Saved entries
== Segment start ==
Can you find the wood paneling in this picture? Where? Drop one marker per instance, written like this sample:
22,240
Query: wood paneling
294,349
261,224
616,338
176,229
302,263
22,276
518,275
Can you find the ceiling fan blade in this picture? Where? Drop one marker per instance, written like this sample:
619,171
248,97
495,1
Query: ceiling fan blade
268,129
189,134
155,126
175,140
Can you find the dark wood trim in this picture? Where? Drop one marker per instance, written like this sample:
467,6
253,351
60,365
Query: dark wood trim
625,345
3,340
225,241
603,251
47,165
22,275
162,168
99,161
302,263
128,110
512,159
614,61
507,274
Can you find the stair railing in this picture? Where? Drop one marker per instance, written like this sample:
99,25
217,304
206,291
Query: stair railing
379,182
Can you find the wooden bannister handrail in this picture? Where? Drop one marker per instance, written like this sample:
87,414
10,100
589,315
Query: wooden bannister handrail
== Segment end ==
--- YOUR TASK ---
All the data above must be copied again. Leave nothing out.

--- RESULT OF THIS EXERCISE ---
Can you find the wood paneling in this picture? Where? Drop one marker per instance, written like this sample:
22,240
Query: wood paneling
294,349
261,224
616,338
176,229
302,263
22,276
518,275
Can you find the ceiling fan blade in this picture? Where? Drop one marker per instance, written like this sample:
619,171
248,97
495,1
Query: ceiling fan blade
268,129
189,134
155,126
175,140
Can you find the dark wood trim in this picture? Where? Drop one marker per instance, written like this sample:
467,6
253,351
60,365
Query: dark wood trim
625,345
3,340
225,241
603,251
47,165
22,275
162,168
99,161
302,263
128,110
512,159
614,61
507,274
Can you find the stair railing in this picture? Where? Drop one marker per instance, written like this sample:
99,25
217,304
206,291
Query: stair railing
379,182
Can you find the wooden bannister handrail in this picture? Where? Drop one marker per instance, written like this sample:
87,414
10,100
589,315
Query: wooden bannister handrail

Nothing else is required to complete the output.